What you should do =>
Reproduce the items below word for word, omitting the pictures.

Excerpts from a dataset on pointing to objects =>
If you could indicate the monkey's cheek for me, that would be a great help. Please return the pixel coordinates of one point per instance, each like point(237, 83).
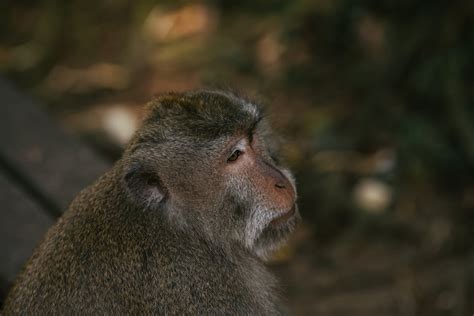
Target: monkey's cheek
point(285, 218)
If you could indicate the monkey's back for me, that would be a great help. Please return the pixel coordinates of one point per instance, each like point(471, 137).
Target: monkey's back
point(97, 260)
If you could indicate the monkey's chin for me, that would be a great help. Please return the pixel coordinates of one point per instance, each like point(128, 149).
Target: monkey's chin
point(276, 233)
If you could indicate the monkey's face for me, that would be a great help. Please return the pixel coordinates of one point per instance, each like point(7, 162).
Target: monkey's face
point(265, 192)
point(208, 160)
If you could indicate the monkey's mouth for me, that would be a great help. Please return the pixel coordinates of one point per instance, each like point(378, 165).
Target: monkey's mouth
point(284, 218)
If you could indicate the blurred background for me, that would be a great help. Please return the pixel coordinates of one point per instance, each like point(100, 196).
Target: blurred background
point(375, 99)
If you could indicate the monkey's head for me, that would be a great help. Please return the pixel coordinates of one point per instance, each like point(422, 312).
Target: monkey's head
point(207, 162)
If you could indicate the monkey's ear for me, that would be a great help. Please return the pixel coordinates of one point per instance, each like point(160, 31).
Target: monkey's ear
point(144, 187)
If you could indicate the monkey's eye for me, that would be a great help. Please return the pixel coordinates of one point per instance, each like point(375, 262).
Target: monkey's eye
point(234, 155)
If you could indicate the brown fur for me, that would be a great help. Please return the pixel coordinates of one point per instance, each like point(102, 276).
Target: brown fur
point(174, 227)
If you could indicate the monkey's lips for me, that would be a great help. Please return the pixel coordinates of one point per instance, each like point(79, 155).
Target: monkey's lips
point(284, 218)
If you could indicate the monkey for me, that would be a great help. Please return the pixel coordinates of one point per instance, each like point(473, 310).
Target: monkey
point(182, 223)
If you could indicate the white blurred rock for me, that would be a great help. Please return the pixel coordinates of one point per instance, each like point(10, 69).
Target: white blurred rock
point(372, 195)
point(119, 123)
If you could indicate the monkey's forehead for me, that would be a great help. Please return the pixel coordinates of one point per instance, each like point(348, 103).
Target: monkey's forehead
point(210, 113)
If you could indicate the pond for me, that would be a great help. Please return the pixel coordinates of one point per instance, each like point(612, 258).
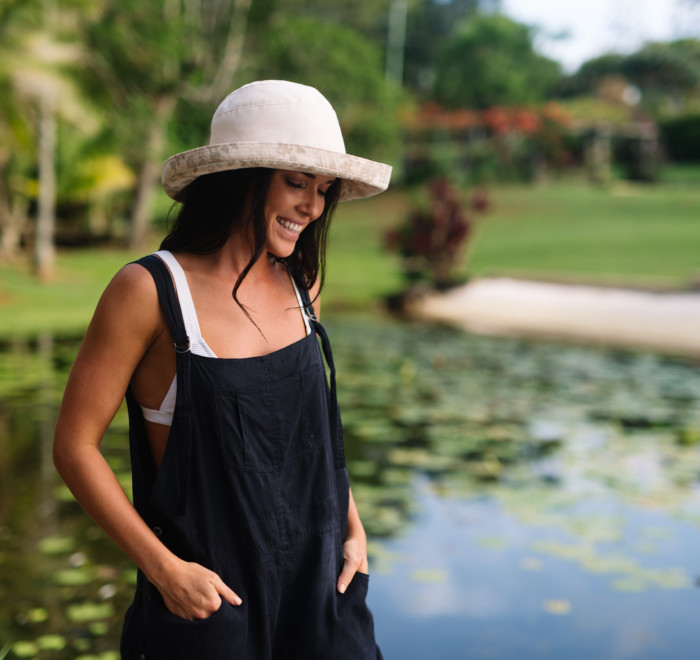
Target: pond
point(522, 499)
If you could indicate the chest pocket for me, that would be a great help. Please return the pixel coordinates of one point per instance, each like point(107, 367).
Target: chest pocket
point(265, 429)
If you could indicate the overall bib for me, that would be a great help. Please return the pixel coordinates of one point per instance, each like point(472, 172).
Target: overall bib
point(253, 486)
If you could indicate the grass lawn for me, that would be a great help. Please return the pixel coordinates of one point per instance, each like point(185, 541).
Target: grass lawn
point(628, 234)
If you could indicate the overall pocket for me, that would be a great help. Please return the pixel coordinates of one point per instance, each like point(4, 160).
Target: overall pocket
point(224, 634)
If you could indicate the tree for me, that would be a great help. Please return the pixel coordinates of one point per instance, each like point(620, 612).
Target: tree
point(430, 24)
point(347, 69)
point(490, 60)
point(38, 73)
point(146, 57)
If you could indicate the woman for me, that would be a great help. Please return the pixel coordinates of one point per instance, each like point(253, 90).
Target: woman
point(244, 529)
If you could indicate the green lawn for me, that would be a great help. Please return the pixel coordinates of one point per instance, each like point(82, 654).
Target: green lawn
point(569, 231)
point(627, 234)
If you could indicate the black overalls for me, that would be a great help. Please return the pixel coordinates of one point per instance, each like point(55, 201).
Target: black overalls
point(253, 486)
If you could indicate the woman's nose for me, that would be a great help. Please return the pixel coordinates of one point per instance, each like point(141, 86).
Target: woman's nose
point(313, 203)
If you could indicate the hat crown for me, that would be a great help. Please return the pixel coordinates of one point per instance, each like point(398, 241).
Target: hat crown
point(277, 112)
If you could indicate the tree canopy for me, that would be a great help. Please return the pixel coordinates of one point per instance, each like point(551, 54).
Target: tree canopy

Task answer =>
If you could indicate the monkey's cheek for me, that would be a great help. Please return the pixel coordinates of one point per instance, each like point(237, 83).
Target: monkey's cheek
point(285, 218)
If you could indicate the monkey's back for me, that would be a great help. Please return the pixel coordinates of one point per instance, each like point(471, 137).
Target: monkey's back
point(97, 260)
If you could indicate the monkey's chin for me, that would be a great help. Please return the pixel coordinates of one point per instance, each like point(128, 149).
Target: monkey's chin
point(276, 233)
If you could indicate the monkey's face for me, that would be a great help. Please return the pixel coordinates of one point per instance, each like point(7, 162).
Target: monkey's face
point(265, 192)
point(208, 160)
If you could indicate the monkey's mouth for me, that would be a great help. Please return the pixel coordinates of one point per instance, each like point(378, 165).
Target: monkey's mouth
point(284, 218)
If you could indicate the blurred background for me, that would be a great help. Please return the pixel coordinates of one point per instance, each like point(100, 196).
Target: blurred background
point(375, 99)
If you could indicate the monkey's head for me, that would be a great help. Please return the pixel coordinates of one point per instance, each like point(422, 312).
Target: monkey's head
point(207, 162)
If you could indicate the monkey's ear for me, that would be a great help. Please return the pixel coordinates of one point per instance, each like point(160, 31).
Target: monkey's ear
point(144, 187)
If you could indicate the monkey's eye for me, that would be a great help. Please return the pixel coordinates of one point per instance, each like point(375, 262).
Target: monkey's eye
point(234, 155)
If you could indicate the brown fur for me, that would be a great help. Please return the pixel coordinates of one point per instance, each like point(102, 276).
Target: brown fur
point(174, 227)
If you could indicate the monkey's lips for me, that would be a great help. Please return the pixel coordinates of one point per instance, each like point(79, 155).
Target: monkey's lips
point(284, 218)
If you could indicate the monkey for me, that would be a great help. Please return the pixel coordinates of one point per instance, each like point(473, 310).
Target: monkey
point(182, 223)
If you could indicate the white blurred rock for me, that would be a great help. Please return the pixel coordinates of one point per instance, each like point(10, 69).
Target: white blurred rock
point(372, 195)
point(119, 123)
If you could indicate the monkey's forehead for me, that would be a great help. Please return the pixel coordinates of one point per instance, each like point(348, 103).
Target: monkey's forehead
point(210, 113)
If you could indicate the pond for me, that would be a great help. Please return the pixel coordinates of one point per instance, each like point(612, 258).
Target: pond
point(522, 499)
If you could indicate the chest pocket for me, that would be a great help. Please return the pixel coordinates of one point per instance, each like point(107, 367).
Target: chest pocket
point(265, 429)
If you could indicate the overall bib for me, that would be a great help. Please return the pixel coordinates of one point per instance, each like point(472, 172).
Target: overall bib
point(253, 486)
If you could indicate the grass lawn for me, that would be a great help. Please return the pixel coordinates of one point per instance, each like point(185, 541).
Target: grass lawn
point(628, 234)
If you could indicate the overall pocket for me, that would be a great help. Please return the pixel coordinates of one point per instance, each like point(4, 160).
Target: overall pocket
point(224, 634)
If you could indicate the tree for me, that would be a great help. Please return the pixel coordinates of one point per instance, each like point(620, 612).
Target: tree
point(430, 24)
point(347, 69)
point(490, 60)
point(38, 73)
point(146, 57)
If you could indicate the woman for me, that would be a great help. Please return the pixel coordinates of one point per instance, each like point(253, 90).
Target: woman
point(244, 529)
If you could indicate the green lawn for me, that would be a great help. Please return the pixel coordinates of one point per instance, each like point(82, 654).
Target: green lawn
point(569, 231)
point(627, 234)
If you could indicate the black overalls for me, that would be a great help. Please return the pixel coordinates of one point per instance, each like point(55, 201).
Target: black overalls
point(253, 486)
If you could indicate the woman's nose for me, that would be a great help. Please return the pixel coordinates of one point per instance, each like point(141, 86).
Target: woman's nose
point(313, 203)
If you could indicate the hat crown for me, that would be a great help. Please return the pixel coordinates of one point per instance, each like point(398, 241).
Target: hat crown
point(277, 112)
If you could indicate the tree canopy for me, that would be a great help. Please return the pixel coordinates of one point per instance, each like point(551, 54).
Target: tree canopy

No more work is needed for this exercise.